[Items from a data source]
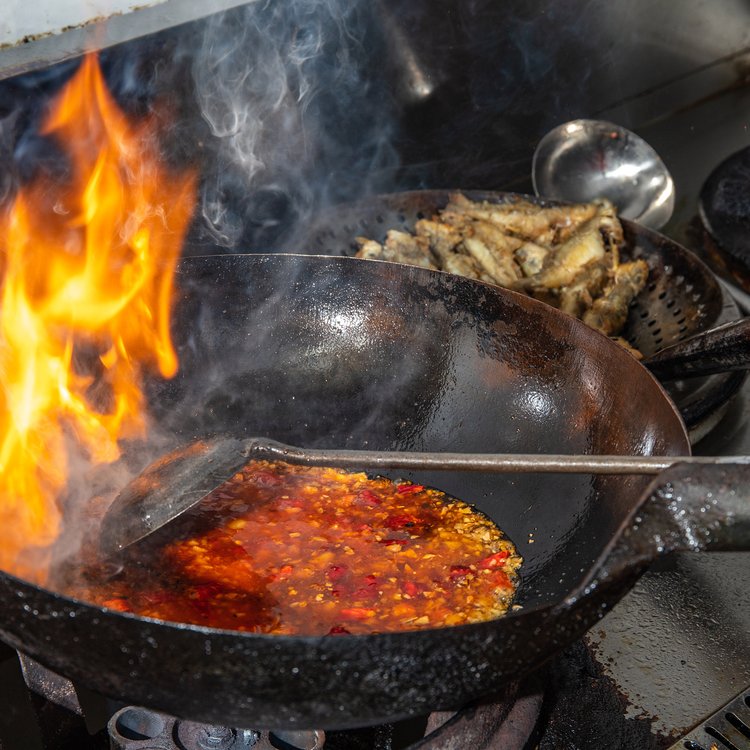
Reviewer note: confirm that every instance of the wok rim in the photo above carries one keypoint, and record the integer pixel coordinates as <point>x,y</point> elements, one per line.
<point>564,602</point>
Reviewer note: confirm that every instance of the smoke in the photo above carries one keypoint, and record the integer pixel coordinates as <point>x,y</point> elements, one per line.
<point>287,92</point>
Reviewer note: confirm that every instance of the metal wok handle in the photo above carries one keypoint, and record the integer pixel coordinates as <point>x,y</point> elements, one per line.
<point>720,349</point>
<point>686,508</point>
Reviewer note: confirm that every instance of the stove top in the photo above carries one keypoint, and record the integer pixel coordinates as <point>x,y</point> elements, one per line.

(What to do): Set down the entries word for word, omitting all pictures.

(Solution to the exercise):
Reviewer note: confirm that every instance of the wok rim in the photo above carries one keypoint, and record the integer pixel coordinates as <point>x,y</point> elements, one per line.
<point>564,602</point>
Reviewer note: confirm that every instance of the smoke in the photo above carries one keypoint, and record the integer pixel coordinates as <point>x,y</point> elements, one per line.
<point>287,92</point>
Reviewer note: confirm that every instance of the metal wok handle in the photo above carries one keypoint, and record the integer pixel coordinates as <point>x,y</point> elements, one per line.
<point>720,349</point>
<point>686,508</point>
Reviewer note: confirm that every instance of the stove top in the photo above carries one keypoint, and record the integer pixel coordinates as <point>x,y</point> elements, one per line.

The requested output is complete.